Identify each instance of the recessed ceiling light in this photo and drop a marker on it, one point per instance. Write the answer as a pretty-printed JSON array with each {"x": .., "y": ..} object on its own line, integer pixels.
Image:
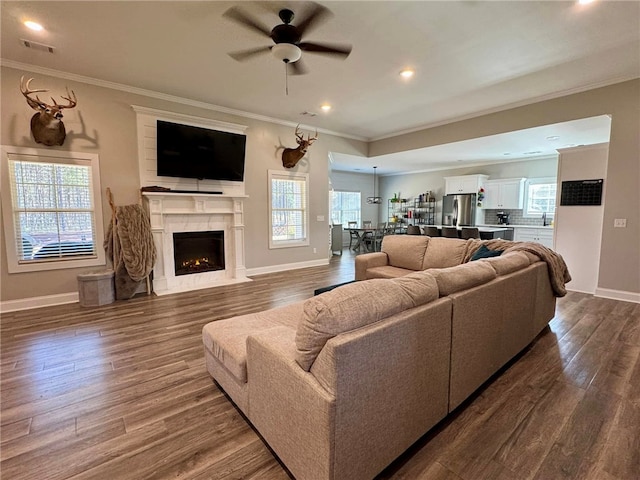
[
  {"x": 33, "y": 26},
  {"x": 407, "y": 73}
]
* * *
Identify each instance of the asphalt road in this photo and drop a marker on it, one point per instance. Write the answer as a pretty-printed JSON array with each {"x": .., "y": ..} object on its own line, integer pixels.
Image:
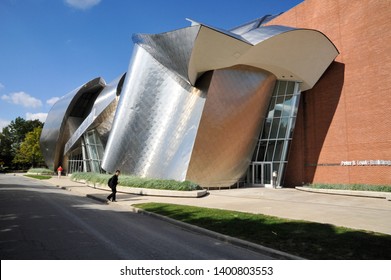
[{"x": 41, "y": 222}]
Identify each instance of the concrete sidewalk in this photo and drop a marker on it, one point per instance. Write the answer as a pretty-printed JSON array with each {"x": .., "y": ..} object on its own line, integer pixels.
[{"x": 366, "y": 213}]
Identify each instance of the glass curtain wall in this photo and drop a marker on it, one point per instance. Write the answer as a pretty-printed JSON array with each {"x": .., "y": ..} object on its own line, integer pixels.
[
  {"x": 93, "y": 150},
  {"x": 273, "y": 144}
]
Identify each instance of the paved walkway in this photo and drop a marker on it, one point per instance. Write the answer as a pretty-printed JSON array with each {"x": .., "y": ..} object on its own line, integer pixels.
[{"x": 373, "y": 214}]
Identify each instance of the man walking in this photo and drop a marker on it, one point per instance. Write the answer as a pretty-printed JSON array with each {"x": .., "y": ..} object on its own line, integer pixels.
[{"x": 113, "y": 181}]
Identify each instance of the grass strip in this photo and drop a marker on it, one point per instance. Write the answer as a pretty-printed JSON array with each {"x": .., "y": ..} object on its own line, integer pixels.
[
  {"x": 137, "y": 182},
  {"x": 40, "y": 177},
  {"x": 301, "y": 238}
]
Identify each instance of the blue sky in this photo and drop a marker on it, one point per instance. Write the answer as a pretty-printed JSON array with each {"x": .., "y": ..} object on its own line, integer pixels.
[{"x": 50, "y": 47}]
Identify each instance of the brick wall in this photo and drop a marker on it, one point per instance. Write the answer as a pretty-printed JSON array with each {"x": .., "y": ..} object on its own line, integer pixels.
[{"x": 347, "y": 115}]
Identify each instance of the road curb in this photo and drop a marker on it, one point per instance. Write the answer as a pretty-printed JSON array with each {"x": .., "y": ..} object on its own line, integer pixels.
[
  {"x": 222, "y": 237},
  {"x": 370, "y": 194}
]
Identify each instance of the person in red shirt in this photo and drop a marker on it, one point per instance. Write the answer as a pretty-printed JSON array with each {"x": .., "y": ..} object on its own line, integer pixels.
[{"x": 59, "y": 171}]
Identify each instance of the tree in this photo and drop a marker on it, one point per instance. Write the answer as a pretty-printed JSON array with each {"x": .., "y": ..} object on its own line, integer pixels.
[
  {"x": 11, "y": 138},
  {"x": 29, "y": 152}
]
...
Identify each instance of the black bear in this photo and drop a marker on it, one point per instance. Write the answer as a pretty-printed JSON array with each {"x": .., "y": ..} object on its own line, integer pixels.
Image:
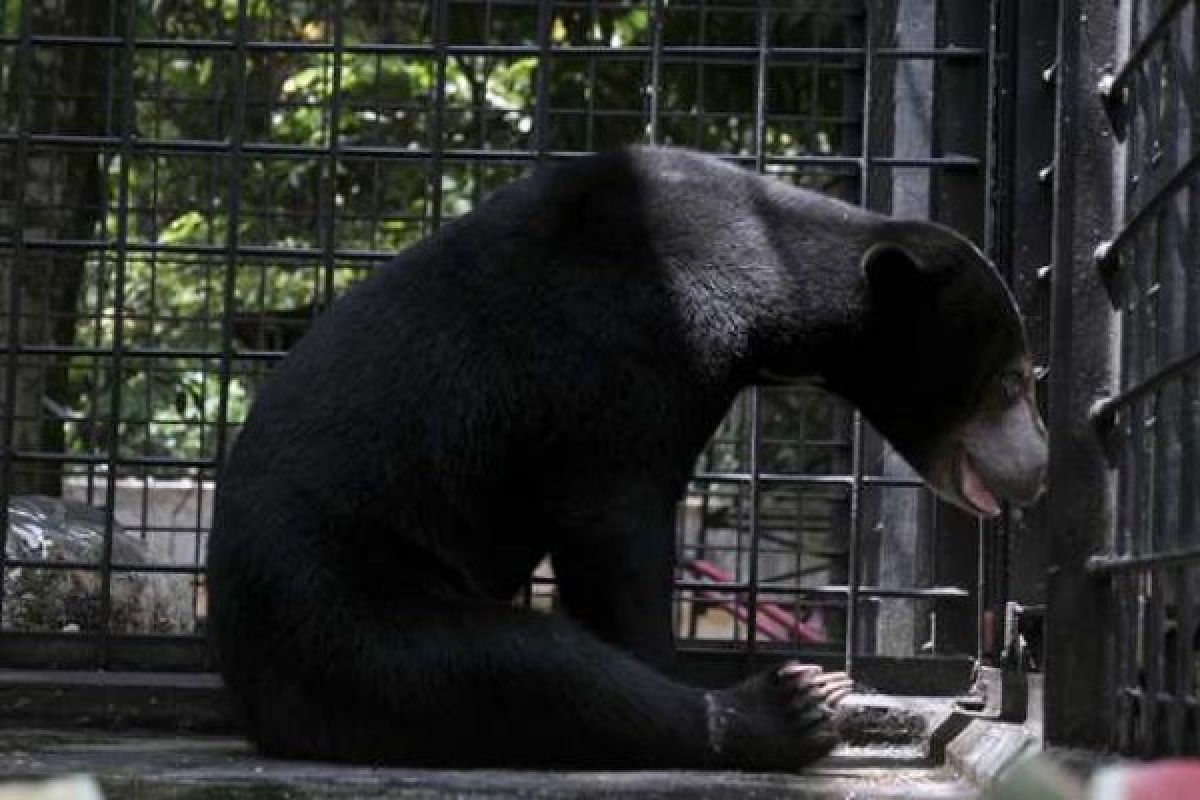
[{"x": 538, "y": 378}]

-- SHORT EXERCISE --
Locate every line in the entries above that contains the string "road", matching case, and copy each of those lines.

-- TASK SOLUTION --
Identify each instance of the asphalt road in this photo and drop a marker on it, one point per instance. Write the answer as a pretty-printed JSON array with each {"x": .., "y": ..} object on its own line, integer pixels.
Identify each instance of the road curb in this photo and drop a marker on it, one point per instance. Write the answer as a pretty-printed JSON array with each {"x": .., "y": ..} object on its own line, integer pixels.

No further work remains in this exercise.